** START EXERCISE DATA **
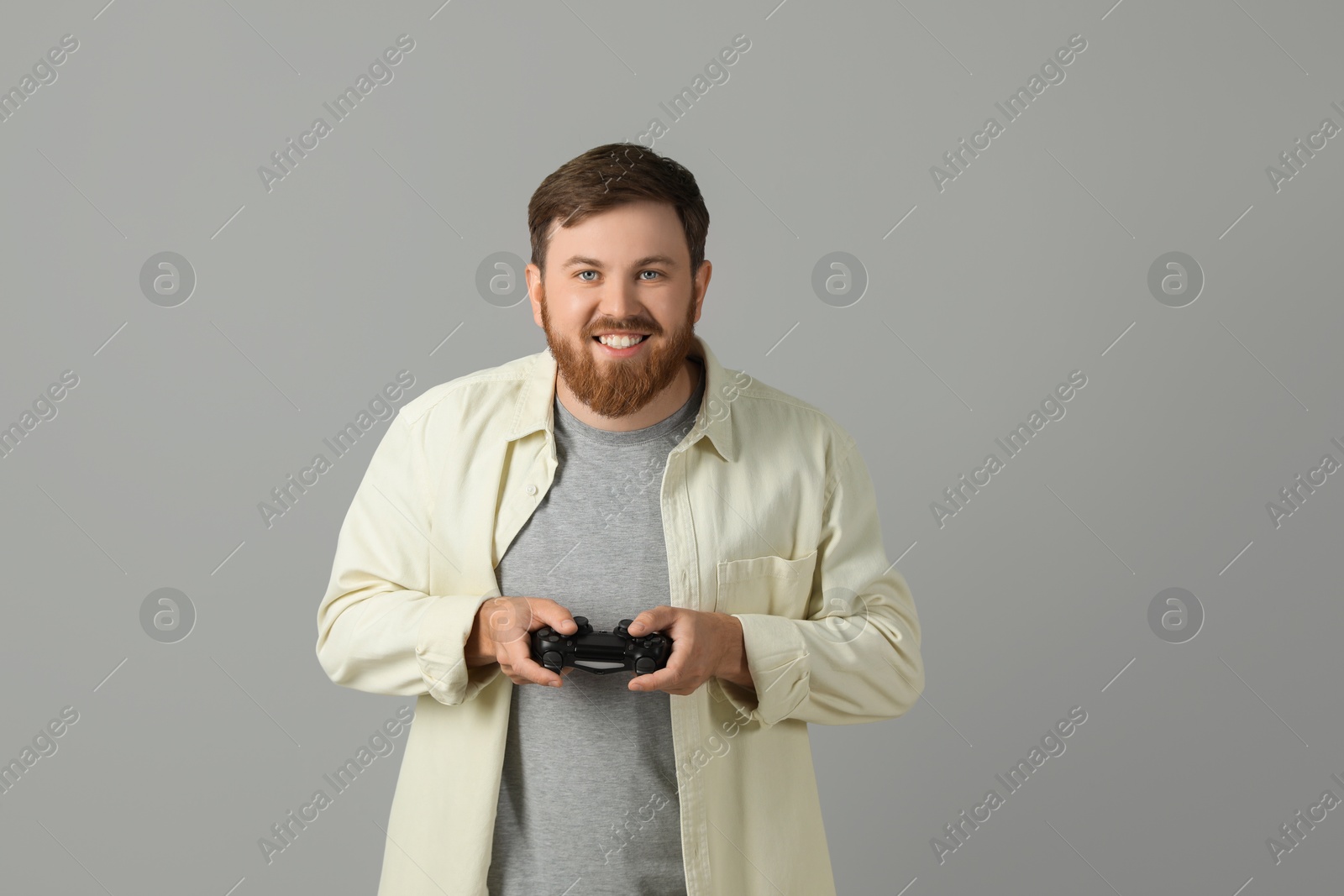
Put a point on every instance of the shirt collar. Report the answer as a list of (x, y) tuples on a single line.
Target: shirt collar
** END EXERCISE DATA **
** START EXERCISE DATA **
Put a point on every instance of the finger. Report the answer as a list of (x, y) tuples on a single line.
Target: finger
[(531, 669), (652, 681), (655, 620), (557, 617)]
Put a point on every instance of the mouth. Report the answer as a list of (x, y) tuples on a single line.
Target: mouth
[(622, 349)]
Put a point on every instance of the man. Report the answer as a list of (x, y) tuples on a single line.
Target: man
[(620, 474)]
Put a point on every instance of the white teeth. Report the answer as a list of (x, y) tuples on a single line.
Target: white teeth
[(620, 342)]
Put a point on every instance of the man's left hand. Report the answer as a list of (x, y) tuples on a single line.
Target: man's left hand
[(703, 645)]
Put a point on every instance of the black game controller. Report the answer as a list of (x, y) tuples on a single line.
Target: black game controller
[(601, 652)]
** END EXERCISE DATA **
** START EXERCISE DATA **
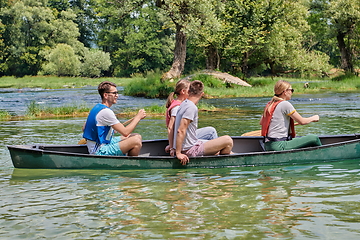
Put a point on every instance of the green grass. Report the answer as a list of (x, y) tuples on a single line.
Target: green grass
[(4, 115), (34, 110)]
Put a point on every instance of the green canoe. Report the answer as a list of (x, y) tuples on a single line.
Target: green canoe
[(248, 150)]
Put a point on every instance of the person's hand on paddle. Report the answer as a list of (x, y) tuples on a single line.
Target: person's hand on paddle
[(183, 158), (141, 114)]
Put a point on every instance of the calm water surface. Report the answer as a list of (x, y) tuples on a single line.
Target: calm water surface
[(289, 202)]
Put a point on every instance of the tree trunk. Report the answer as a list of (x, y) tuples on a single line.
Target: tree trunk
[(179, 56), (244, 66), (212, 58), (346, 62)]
** END EXERCISE DATA **
■ EXERCISE ■
Write out again the stretch from the line containing "Put a point on every instance of the tree" through the line containing "[(179, 56), (244, 66), (212, 58), (346, 62)]", requests included, and add -33 to every coordinate in the answers.

■ TASK ANSWER ■
Put a point on every instance of the tree trunk. Report the answer as a list of (x, y) tuples on a single line.
Target: tree trunk
[(146, 23), (211, 33), (179, 25), (313, 29)]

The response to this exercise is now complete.